Task inputs -
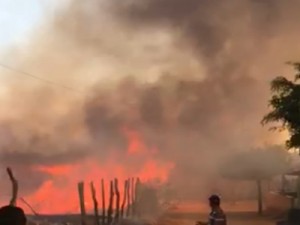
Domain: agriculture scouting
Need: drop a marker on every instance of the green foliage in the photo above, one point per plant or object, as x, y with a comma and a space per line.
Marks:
256, 164
285, 104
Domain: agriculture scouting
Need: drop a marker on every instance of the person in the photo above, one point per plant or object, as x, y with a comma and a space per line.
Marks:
12, 215
217, 215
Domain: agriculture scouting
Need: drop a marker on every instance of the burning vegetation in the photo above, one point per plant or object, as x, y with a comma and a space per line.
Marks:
157, 89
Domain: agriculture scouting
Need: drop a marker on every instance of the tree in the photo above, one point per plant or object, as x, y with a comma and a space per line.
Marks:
256, 165
285, 104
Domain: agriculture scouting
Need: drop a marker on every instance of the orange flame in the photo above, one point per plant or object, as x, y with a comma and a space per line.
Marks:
59, 194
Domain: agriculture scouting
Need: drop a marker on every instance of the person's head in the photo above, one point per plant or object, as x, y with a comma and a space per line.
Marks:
12, 215
214, 201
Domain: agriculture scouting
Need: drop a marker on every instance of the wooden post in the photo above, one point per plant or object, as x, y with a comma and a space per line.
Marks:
259, 197
81, 200
95, 204
133, 197
137, 196
117, 192
103, 201
111, 202
128, 198
124, 198
14, 182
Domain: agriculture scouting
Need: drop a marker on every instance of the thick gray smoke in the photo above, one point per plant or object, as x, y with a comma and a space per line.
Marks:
190, 76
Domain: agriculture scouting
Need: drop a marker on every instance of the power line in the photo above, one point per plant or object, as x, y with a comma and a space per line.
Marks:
49, 82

Instructions to follow -
Return every line of the records above word for word, leaving out the pictures.

Task solution -
Domain: agriculture scouting
Need: drop a marker on every instance of the green foliage in the photo above, one point per plant or object, as x, y with a comma and a space per line.
Marks:
256, 164
285, 104
Domain: agriculture scouting
Need: drop a marker on every instance of the person in the photo above, one point per plant or object, as x, y with a comma and a space per line.
Marks:
12, 215
217, 215
Domain: agriculture scouting
Need: drop a marker on every instance of the burning vegetation in the photo above, one point per plant or object, as x, y with a comma and a space per line.
Marks:
157, 89
Domain: agriculture scouting
Need: drop a marker on every instance of the tree in the photo above, one point per plant or object, as x, y with a comma and a space per line.
Marks:
256, 165
285, 104
Domain: agriculture scouting
Need: drop a marker on every instance of the orange flame in the photo above, one point per plant or object, as x, y with a comma and a space per line.
Marks:
59, 194
Domain: agriculture scouting
Need: drop a marker on every instance of the person's head in the photo above, one point per plant or object, as x, y with a comma and a space per line.
Marks:
12, 215
214, 201
Domain: agriculture scouting
Need: drop a marker on every instance of the wooden post in the photo above, one point per plant or object, as x, y with a comma and a space per line.
Marks:
259, 197
81, 200
95, 204
133, 197
137, 196
117, 192
103, 201
111, 202
128, 198
124, 198
14, 182
Domain: agriculture scouting
Need: drop a marker on every instance of the thick gray smoke in the photo above, one point per plant or object, as x, y with a comma and a space per line.
Marks:
190, 76
Domain: agriculture scouting
Need: drop a marker on every instance of the power line in the photo above, one point per plant or object, as x, y with a comma and a space per line.
Marks:
49, 82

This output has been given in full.